▶ [WHAT YOU HAVE TO DO] All the lines below need to be output exactly, apart from any images.
============
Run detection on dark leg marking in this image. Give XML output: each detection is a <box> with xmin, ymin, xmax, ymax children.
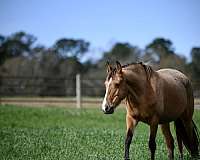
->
<box><xmin>124</xmin><ymin>129</ymin><xmax>133</xmax><ymax>160</ymax></box>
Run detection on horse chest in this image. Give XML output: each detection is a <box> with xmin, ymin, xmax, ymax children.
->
<box><xmin>129</xmin><ymin>106</ymin><xmax>152</xmax><ymax>124</ymax></box>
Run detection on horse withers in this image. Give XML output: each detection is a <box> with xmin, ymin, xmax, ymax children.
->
<box><xmin>101</xmin><ymin>61</ymin><xmax>199</xmax><ymax>160</ymax></box>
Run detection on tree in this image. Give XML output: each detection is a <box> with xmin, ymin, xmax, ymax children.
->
<box><xmin>186</xmin><ymin>47</ymin><xmax>200</xmax><ymax>97</ymax></box>
<box><xmin>145</xmin><ymin>38</ymin><xmax>186</xmax><ymax>71</ymax></box>
<box><xmin>54</xmin><ymin>38</ymin><xmax>90</xmax><ymax>59</ymax></box>
<box><xmin>10</xmin><ymin>31</ymin><xmax>36</xmax><ymax>48</ymax></box>
<box><xmin>0</xmin><ymin>31</ymin><xmax>37</xmax><ymax>65</ymax></box>
<box><xmin>0</xmin><ymin>35</ymin><xmax>6</xmax><ymax>64</ymax></box>
<box><xmin>103</xmin><ymin>42</ymin><xmax>141</xmax><ymax>64</ymax></box>
<box><xmin>146</xmin><ymin>38</ymin><xmax>174</xmax><ymax>59</ymax></box>
<box><xmin>0</xmin><ymin>35</ymin><xmax>5</xmax><ymax>46</ymax></box>
<box><xmin>190</xmin><ymin>47</ymin><xmax>200</xmax><ymax>80</ymax></box>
============
▶ [EXERCISE OUTPUT]
Run detection on dark leg marking in this image. Give XML output: each detection is a <box> with xmin, ymin, xmax, ymax children.
->
<box><xmin>124</xmin><ymin>129</ymin><xmax>133</xmax><ymax>160</ymax></box>
Run detection on horse chest in this image. Give XML output: each detection is a <box> with xmin, ymin, xmax, ymax children.
->
<box><xmin>129</xmin><ymin>106</ymin><xmax>152</xmax><ymax>124</ymax></box>
Run detection on horse withers in this image. Give XML output: each detection is a <box> with xmin, ymin, xmax, ymax children.
->
<box><xmin>101</xmin><ymin>61</ymin><xmax>199</xmax><ymax>160</ymax></box>
Run detection on tree in this image. Give XML output: each detection is a <box> with xmin, ymin, xmax, ymax children.
->
<box><xmin>186</xmin><ymin>47</ymin><xmax>200</xmax><ymax>97</ymax></box>
<box><xmin>145</xmin><ymin>38</ymin><xmax>186</xmax><ymax>71</ymax></box>
<box><xmin>54</xmin><ymin>38</ymin><xmax>90</xmax><ymax>59</ymax></box>
<box><xmin>10</xmin><ymin>31</ymin><xmax>36</xmax><ymax>48</ymax></box>
<box><xmin>0</xmin><ymin>31</ymin><xmax>37</xmax><ymax>65</ymax></box>
<box><xmin>0</xmin><ymin>35</ymin><xmax>6</xmax><ymax>64</ymax></box>
<box><xmin>103</xmin><ymin>42</ymin><xmax>141</xmax><ymax>64</ymax></box>
<box><xmin>146</xmin><ymin>38</ymin><xmax>174</xmax><ymax>59</ymax></box>
<box><xmin>0</xmin><ymin>35</ymin><xmax>5</xmax><ymax>46</ymax></box>
<box><xmin>190</xmin><ymin>47</ymin><xmax>200</xmax><ymax>80</ymax></box>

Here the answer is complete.